DATA SUPPLIED —
-------

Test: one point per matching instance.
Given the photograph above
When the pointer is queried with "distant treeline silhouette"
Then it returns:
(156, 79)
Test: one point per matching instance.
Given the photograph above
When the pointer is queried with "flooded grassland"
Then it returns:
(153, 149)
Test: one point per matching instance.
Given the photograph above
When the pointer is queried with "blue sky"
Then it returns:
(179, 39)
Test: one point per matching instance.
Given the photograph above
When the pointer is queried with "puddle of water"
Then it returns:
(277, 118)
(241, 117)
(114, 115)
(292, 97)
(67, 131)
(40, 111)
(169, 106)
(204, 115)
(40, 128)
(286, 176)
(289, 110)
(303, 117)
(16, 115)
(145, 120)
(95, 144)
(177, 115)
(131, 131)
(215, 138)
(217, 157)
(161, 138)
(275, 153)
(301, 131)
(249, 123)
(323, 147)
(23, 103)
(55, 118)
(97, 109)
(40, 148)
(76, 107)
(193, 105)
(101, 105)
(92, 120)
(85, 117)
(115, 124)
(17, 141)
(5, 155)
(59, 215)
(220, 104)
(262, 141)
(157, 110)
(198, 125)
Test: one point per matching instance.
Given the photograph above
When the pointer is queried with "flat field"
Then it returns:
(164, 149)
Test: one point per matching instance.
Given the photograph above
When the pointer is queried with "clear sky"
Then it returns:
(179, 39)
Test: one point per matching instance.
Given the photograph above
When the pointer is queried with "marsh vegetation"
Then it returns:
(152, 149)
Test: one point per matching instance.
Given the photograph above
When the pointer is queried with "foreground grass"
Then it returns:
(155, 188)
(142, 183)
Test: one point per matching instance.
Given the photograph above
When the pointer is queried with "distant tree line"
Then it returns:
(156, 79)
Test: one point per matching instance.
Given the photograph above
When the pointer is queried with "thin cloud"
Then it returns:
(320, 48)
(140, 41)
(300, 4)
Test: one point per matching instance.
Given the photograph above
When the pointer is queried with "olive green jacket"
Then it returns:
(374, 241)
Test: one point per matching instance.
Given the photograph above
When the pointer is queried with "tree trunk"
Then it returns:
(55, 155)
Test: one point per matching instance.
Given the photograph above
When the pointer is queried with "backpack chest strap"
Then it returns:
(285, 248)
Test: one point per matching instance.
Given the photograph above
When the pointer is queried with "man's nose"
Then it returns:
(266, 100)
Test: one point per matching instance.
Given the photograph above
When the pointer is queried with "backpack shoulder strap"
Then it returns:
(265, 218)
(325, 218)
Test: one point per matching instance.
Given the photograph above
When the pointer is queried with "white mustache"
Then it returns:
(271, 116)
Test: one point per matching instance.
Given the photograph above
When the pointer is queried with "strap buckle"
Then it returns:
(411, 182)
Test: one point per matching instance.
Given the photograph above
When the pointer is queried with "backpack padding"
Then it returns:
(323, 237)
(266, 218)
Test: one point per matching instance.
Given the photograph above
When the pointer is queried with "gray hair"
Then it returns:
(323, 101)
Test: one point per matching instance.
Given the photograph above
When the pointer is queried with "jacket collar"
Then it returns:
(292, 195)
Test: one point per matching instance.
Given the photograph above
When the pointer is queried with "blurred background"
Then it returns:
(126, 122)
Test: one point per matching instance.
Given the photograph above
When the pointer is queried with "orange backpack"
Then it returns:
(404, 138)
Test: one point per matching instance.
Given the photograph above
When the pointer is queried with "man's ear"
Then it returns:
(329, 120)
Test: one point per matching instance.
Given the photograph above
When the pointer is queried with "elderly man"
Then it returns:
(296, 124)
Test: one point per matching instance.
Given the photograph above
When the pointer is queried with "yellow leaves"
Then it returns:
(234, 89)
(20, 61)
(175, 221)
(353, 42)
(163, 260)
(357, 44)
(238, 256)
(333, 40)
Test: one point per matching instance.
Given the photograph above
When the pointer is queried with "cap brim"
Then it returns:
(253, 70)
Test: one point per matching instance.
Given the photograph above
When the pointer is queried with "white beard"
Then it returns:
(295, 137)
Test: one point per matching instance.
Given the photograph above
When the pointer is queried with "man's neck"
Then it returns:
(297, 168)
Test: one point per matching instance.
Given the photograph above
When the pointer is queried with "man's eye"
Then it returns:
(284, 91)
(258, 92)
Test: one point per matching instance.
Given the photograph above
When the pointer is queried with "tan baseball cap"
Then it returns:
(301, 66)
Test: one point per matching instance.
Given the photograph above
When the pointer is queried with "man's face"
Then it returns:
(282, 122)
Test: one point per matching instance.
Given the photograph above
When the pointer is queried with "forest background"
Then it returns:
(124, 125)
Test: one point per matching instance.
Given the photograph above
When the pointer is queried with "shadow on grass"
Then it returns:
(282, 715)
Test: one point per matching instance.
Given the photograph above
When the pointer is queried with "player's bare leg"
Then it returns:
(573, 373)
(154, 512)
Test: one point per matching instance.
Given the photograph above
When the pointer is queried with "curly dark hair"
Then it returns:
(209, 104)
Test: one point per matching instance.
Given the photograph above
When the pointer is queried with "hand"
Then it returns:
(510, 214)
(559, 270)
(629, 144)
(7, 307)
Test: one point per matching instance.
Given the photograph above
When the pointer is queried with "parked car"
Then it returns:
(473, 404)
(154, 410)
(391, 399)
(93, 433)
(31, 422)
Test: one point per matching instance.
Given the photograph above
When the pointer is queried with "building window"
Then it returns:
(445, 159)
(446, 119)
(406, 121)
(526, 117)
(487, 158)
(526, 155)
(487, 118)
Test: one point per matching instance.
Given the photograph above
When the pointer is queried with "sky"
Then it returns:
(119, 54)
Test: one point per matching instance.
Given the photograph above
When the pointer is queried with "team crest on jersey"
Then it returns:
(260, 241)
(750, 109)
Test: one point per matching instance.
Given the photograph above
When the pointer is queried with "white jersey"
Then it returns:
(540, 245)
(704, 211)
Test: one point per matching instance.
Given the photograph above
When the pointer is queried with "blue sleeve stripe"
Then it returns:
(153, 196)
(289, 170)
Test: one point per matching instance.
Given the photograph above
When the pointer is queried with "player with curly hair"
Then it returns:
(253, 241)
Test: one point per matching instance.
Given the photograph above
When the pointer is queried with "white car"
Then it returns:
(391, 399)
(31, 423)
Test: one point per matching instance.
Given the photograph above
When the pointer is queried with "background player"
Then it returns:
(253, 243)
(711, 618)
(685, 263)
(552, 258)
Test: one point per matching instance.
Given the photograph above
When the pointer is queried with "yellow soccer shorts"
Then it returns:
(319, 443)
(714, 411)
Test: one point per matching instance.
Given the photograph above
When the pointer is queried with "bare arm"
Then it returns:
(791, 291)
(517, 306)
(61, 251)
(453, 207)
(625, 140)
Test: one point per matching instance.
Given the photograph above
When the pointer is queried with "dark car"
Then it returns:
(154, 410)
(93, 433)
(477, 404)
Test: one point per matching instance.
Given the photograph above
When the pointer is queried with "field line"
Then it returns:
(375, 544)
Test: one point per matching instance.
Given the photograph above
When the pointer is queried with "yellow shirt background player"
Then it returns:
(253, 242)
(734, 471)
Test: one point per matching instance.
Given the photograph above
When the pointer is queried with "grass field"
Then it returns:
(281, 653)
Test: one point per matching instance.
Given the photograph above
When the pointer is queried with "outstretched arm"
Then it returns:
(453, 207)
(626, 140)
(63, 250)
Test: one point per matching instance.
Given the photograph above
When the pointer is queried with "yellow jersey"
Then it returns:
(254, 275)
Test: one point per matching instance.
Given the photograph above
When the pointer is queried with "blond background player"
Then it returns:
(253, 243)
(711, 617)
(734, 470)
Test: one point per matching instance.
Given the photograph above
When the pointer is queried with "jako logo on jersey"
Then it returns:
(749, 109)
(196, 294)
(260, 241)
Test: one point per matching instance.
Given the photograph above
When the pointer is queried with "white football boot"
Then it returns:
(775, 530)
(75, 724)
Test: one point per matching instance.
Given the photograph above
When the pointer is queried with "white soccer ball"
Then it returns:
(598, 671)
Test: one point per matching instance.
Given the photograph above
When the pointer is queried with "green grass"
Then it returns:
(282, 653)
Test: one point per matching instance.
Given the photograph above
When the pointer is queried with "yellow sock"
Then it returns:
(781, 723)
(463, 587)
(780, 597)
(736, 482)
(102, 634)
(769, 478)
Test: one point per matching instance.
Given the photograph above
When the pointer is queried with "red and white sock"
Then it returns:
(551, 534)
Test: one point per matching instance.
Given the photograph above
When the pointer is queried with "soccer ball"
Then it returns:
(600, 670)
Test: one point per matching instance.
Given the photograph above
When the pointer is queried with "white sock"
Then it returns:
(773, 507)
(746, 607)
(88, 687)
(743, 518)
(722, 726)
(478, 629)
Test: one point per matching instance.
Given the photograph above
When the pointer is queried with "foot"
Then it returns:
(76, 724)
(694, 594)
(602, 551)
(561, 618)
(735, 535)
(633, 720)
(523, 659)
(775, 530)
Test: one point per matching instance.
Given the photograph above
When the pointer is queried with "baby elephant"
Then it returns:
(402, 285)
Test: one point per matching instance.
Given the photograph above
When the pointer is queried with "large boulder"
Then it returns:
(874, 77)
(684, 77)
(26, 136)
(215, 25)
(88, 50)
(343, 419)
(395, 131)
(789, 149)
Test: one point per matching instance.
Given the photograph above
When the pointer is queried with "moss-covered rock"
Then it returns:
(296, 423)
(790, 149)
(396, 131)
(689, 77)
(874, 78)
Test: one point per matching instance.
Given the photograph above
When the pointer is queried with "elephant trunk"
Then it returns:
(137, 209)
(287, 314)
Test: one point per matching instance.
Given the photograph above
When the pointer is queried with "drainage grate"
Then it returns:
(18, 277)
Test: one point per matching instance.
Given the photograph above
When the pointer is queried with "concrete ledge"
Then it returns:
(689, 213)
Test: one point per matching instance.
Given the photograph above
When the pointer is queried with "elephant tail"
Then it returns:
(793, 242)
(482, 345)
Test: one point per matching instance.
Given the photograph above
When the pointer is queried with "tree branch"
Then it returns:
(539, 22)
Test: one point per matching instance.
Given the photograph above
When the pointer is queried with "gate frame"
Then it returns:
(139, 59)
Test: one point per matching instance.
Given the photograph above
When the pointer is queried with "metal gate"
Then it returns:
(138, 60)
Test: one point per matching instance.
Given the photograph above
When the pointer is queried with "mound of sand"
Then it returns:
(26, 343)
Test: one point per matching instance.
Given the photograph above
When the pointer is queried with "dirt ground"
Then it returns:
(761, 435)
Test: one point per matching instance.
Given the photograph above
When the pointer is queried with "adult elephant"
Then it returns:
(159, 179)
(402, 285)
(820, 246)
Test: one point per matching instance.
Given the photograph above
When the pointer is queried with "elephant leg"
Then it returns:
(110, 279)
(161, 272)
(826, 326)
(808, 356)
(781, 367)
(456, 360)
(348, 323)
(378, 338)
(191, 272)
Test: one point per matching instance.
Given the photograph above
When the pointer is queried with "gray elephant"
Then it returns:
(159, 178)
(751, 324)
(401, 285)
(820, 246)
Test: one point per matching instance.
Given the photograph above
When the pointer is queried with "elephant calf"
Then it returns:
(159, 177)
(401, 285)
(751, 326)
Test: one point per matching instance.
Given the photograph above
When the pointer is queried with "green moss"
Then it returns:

-------

WRITTEN TASK — Report how many lines in the entries above contain the word "white". Give only the number.

ANSWER IN FULL — 8